(Data extracted from a collection)

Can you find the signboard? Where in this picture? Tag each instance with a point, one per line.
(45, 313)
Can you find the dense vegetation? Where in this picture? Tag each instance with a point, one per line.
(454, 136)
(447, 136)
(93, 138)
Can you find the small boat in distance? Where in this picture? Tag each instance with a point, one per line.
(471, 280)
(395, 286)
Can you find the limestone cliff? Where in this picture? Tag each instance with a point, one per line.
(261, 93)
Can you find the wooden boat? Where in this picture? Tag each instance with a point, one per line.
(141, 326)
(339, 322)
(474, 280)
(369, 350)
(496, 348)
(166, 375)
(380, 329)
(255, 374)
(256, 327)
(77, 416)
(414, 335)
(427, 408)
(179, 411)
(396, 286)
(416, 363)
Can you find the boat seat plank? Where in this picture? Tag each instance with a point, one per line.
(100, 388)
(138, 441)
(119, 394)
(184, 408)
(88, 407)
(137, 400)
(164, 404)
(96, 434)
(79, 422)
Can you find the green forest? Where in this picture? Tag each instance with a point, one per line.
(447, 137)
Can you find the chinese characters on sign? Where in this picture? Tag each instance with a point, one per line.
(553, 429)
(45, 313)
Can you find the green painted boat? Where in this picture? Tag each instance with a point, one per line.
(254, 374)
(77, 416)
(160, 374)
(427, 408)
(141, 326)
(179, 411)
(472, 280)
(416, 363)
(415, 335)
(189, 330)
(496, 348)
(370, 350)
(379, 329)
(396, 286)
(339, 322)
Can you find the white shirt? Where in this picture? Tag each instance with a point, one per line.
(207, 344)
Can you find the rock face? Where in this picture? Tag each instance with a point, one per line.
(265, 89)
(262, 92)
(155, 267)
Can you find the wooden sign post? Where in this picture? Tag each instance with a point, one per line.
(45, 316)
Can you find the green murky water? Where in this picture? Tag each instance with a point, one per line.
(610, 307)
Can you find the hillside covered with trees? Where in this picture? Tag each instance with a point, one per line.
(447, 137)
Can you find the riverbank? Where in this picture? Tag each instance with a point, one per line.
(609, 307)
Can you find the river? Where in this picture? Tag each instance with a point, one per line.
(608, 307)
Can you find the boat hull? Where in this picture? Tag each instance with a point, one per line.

GOAL OF THE EXERCISE:
Give back the data above, repeating every record exactly.

ANSWER BOX:
Can you find the signboard? Where in this picture? Tag each instance with a point, one per line.
(45, 313)
Can you find the dense vegetation? Where in this picture? Tag each instance with a point, one per line.
(454, 136)
(447, 136)
(93, 138)
Can you find the small boat in distance? Where in this picture? Tag each instance with a point, one per line.
(471, 280)
(395, 286)
Can you find the limestone cliff? Where in this picture? Tag each instance with a point, one per line.
(261, 93)
Can you find the wooden boat? Where in this picture? Tag each instance with a point, one per line.
(141, 326)
(339, 322)
(474, 280)
(369, 350)
(496, 348)
(166, 375)
(380, 329)
(255, 374)
(256, 327)
(77, 416)
(414, 335)
(427, 408)
(179, 411)
(396, 286)
(416, 363)
Can you find the boat seat plank? Where in this picture? Tag each instance with a point, one per line.
(100, 388)
(138, 441)
(119, 394)
(184, 408)
(88, 407)
(137, 400)
(164, 404)
(96, 434)
(79, 422)
Can you find the green forest? Where in this picture? Tag each instance with a point, one per line.
(447, 137)
Can you find the chinese characters on sign? Where in this picture? Tag each instance with a point, one per line.
(553, 429)
(45, 313)
Can you find the green painted boat? Where in this picture? Tag each instance with a point, one per line.
(254, 374)
(77, 416)
(160, 374)
(427, 408)
(141, 326)
(179, 411)
(472, 280)
(416, 363)
(415, 335)
(189, 330)
(496, 348)
(370, 350)
(379, 329)
(396, 286)
(339, 322)
Can you find the white shirt? Where in this picture? Tag each instance with a point, one per line.
(207, 344)
Can you find the rock face? Where in this picture? Tag each instance with a point, one per line.
(265, 89)
(262, 92)
(155, 267)
Can you find the wooden sign post? Where in this picture? Tag each instance with a point, one per line.
(45, 316)
Can you find the green murky water? Where in this picture? Tag each instance with a point, one per line.
(610, 307)
Can you find the hillside covered with trees? Where in this picture? Tag each instance with a point, one per line.
(447, 137)
Can you find the riverbank? Where in this picture? Tag each instance with a point, one per line.
(609, 307)
Can you find the river? Where in this picture? Tag each instance with a point, one per line.
(608, 307)
Can you find the boat hull? Where in this picture? Tag each instance with a point, one per line.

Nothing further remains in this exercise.